Required task
Retype all of the items below character for character, keeping every line break and symbol unchanged.

Records for processing
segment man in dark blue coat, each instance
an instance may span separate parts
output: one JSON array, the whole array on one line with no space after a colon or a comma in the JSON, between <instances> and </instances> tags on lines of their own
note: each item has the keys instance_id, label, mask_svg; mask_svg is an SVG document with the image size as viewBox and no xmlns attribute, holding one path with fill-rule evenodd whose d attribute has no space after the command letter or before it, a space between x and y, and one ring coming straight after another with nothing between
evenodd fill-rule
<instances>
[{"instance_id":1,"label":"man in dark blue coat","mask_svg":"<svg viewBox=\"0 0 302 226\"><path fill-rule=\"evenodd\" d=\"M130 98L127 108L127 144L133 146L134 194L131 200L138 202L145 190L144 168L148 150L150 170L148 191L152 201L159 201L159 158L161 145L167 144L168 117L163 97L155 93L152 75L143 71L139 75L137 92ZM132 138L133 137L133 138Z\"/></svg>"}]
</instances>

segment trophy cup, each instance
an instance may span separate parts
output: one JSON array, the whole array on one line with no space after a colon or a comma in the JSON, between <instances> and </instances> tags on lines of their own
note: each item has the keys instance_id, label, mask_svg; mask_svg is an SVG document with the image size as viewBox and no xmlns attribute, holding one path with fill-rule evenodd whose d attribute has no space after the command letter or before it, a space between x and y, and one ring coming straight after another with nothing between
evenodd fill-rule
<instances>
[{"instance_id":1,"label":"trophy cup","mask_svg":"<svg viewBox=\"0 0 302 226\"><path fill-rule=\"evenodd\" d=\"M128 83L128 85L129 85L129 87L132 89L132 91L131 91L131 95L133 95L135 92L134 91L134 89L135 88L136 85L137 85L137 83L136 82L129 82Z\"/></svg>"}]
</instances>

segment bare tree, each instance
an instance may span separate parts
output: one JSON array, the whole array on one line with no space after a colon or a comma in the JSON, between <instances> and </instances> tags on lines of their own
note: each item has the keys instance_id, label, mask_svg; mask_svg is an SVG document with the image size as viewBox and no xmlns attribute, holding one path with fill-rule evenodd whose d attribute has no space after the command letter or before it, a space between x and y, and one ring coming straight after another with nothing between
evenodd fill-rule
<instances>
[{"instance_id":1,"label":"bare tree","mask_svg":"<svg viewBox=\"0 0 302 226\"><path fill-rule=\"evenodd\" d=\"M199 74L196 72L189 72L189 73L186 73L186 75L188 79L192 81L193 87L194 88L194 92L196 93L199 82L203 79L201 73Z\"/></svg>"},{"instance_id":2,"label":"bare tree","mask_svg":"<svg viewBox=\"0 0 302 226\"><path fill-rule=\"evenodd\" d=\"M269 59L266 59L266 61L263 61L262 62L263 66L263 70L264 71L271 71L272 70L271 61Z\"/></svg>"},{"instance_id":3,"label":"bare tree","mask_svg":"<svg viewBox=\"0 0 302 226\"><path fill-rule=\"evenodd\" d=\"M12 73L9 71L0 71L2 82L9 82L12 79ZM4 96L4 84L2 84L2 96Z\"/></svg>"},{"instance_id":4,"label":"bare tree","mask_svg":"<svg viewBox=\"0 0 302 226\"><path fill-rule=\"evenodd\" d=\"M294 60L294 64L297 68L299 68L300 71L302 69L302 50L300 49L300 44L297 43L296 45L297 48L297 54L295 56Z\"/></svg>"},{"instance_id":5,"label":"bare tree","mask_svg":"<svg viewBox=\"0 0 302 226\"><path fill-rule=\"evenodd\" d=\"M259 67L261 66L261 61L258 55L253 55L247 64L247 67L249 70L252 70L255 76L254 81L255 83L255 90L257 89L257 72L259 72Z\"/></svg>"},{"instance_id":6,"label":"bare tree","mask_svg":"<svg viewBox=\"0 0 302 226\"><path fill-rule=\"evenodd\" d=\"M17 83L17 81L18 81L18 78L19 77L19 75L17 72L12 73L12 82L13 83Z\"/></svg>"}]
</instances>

Full answer
segment man in dark blue coat, each instance
an instance may span separate parts
output: one JSON array, the whole array on one line with no space after a colon or a comma in the JSON, between <instances> and </instances> tags on lines of their own
note: each item has the keys instance_id, label, mask_svg; mask_svg is an SVG document with the image size as viewBox and no xmlns attribute, holding one path with fill-rule evenodd whose d attribute has no space after the command letter or before it, a space between x and y, and one ring coming straight after another with nothing between
evenodd fill-rule
<instances>
[{"instance_id":1,"label":"man in dark blue coat","mask_svg":"<svg viewBox=\"0 0 302 226\"><path fill-rule=\"evenodd\" d=\"M130 98L127 108L127 144L133 146L134 194L131 200L138 202L145 190L144 168L148 150L150 170L148 191L152 201L159 201L159 158L161 145L167 144L168 117L163 97L155 93L152 75L143 71L139 75L137 92ZM132 138L133 137L133 138Z\"/></svg>"}]
</instances>

segment trophy cup, each instance
an instance may span separate parts
output: one JSON array, the whole array on one line with no space after a colon or a comma in the JSON, between <instances> and </instances> tags on lines of their own
note: each item has the keys instance_id, label, mask_svg; mask_svg is an SVG document with the image size as viewBox and no xmlns attribute, holding one path with fill-rule evenodd whose d attribute has no space after the command letter or before it, a space between x and y, and one ring coming straight after another with nothing between
evenodd fill-rule
<instances>
[{"instance_id":1,"label":"trophy cup","mask_svg":"<svg viewBox=\"0 0 302 226\"><path fill-rule=\"evenodd\" d=\"M128 83L128 85L129 85L129 87L132 89L132 91L131 91L131 95L133 95L135 92L134 91L134 89L135 88L136 85L137 85L137 83L136 82L129 82Z\"/></svg>"}]
</instances>

segment bare tree, each instance
an instance may span separate parts
output: one JSON array, the whole array on one line with no space after a colon or a comma in the JSON, between <instances> and </instances> tags on lines of their own
note: each item has the keys instance_id, label, mask_svg; mask_svg is an SVG document with the image size as viewBox and no xmlns attribute, holding one path with fill-rule evenodd whose d attribute has no space after the command letter or before it, a space between x and y, and one ring coming straight after another with nothing between
evenodd fill-rule
<instances>
[{"instance_id":1,"label":"bare tree","mask_svg":"<svg viewBox=\"0 0 302 226\"><path fill-rule=\"evenodd\" d=\"M199 74L196 72L189 72L189 73L186 73L186 75L188 79L192 81L193 87L194 88L194 92L196 93L199 82L203 79L201 73Z\"/></svg>"},{"instance_id":2,"label":"bare tree","mask_svg":"<svg viewBox=\"0 0 302 226\"><path fill-rule=\"evenodd\" d=\"M269 59L266 59L266 61L263 61L262 62L263 66L263 70L264 71L271 71L272 70L271 61Z\"/></svg>"},{"instance_id":3,"label":"bare tree","mask_svg":"<svg viewBox=\"0 0 302 226\"><path fill-rule=\"evenodd\" d=\"M12 73L9 71L0 71L2 82L9 82L12 79ZM4 96L4 84L2 84L2 96Z\"/></svg>"},{"instance_id":4,"label":"bare tree","mask_svg":"<svg viewBox=\"0 0 302 226\"><path fill-rule=\"evenodd\" d=\"M294 60L294 64L297 68L299 68L300 71L302 69L302 50L300 49L300 44L297 43L296 45L297 48L297 54L295 56Z\"/></svg>"},{"instance_id":5,"label":"bare tree","mask_svg":"<svg viewBox=\"0 0 302 226\"><path fill-rule=\"evenodd\" d=\"M259 67L261 66L261 61L258 55L253 55L247 64L247 67L249 70L252 70L255 76L254 81L255 83L255 90L257 89L257 72L259 72Z\"/></svg>"},{"instance_id":6,"label":"bare tree","mask_svg":"<svg viewBox=\"0 0 302 226\"><path fill-rule=\"evenodd\" d=\"M17 83L17 81L18 81L18 78L19 77L19 75L17 72L12 73L12 82L13 83Z\"/></svg>"}]
</instances>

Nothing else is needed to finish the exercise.